### WHAT THE TASK REQUIRES
Count the lines below that contain the string "tarp". Reply with the number alone.

### INPUT ROWS
══════
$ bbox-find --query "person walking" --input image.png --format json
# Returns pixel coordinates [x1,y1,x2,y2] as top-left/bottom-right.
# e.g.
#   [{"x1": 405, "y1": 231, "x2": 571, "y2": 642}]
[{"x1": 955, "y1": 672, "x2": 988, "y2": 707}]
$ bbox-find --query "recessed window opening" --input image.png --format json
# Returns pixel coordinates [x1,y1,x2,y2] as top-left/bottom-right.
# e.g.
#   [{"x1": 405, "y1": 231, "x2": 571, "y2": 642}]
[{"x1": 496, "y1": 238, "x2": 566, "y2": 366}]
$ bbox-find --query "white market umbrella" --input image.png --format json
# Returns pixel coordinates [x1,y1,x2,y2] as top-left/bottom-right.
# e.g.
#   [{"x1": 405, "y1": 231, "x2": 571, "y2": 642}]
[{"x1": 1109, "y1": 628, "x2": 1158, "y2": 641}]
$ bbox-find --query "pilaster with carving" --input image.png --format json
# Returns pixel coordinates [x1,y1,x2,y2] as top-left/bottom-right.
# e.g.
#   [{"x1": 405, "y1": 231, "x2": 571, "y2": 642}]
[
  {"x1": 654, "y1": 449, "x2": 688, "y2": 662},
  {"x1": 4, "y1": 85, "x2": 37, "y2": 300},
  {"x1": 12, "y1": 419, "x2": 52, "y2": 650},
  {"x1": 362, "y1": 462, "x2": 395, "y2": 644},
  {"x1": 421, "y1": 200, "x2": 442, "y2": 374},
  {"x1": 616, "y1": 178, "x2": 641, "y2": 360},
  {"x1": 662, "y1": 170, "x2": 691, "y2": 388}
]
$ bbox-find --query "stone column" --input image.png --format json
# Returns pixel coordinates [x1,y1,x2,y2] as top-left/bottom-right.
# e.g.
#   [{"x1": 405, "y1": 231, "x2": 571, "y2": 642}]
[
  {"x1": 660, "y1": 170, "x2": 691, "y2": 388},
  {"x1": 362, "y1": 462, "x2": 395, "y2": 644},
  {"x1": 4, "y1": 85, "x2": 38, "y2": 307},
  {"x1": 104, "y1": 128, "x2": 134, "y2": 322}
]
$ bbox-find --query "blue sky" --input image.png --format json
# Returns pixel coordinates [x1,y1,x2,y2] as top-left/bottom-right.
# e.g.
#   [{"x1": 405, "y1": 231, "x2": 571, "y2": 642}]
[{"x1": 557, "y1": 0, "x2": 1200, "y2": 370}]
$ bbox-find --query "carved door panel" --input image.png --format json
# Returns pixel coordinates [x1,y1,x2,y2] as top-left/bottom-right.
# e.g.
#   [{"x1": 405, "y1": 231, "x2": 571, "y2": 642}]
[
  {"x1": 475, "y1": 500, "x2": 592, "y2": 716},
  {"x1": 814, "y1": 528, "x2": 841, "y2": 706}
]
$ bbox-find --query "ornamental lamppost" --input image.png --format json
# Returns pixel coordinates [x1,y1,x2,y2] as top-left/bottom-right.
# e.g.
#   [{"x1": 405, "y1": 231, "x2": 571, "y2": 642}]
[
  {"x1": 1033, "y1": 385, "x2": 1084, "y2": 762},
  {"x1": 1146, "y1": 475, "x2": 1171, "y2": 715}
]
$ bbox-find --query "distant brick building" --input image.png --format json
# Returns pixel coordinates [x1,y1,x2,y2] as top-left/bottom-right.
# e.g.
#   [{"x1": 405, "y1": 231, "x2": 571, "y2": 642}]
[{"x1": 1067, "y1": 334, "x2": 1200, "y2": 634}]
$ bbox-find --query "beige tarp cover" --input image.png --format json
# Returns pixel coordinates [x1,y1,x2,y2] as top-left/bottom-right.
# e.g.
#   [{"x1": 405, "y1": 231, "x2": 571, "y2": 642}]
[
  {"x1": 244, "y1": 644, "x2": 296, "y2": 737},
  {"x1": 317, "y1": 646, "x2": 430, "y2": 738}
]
══════
### EXPECTED ANSWER
1